Data for processing: Begin
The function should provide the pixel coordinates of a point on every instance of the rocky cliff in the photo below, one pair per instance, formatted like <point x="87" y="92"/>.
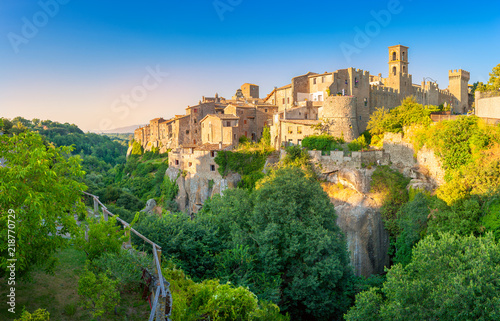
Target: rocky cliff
<point x="194" y="190"/>
<point x="358" y="215"/>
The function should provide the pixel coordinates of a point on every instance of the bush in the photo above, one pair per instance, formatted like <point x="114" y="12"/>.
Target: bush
<point x="449" y="278"/>
<point x="125" y="267"/>
<point x="391" y="185"/>
<point x="358" y="144"/>
<point x="99" y="292"/>
<point x="322" y="142"/>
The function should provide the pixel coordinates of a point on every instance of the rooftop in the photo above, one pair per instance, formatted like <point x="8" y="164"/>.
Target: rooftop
<point x="307" y="122"/>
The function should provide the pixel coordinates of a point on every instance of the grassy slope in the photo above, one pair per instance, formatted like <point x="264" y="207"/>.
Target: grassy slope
<point x="58" y="294"/>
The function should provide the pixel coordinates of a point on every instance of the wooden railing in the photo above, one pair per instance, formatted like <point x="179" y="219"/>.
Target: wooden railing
<point x="161" y="309"/>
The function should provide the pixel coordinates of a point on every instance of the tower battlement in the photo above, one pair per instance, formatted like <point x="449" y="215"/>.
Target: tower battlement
<point x="465" y="75"/>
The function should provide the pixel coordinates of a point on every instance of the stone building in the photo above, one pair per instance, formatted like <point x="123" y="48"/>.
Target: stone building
<point x="361" y="94"/>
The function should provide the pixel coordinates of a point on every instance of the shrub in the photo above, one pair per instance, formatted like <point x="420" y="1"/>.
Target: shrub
Data for processing: End
▶ _Goal of the exercise_
Using the listing above, return word for word each line from the one that has "of the wooden" through the one that has "of the tower", and no line outside that range.

▶ _Reply_
The function should provide the pixel coordinates of a point on every instance of the wooden railing in the photo above, one pair per instance, formatted like <point x="179" y="219"/>.
Target: wooden railing
<point x="161" y="309"/>
The function should provide the pixel coordinates of a point on every instance of the tower battlement in the photo above, one pair per instance, formatted like <point x="449" y="215"/>.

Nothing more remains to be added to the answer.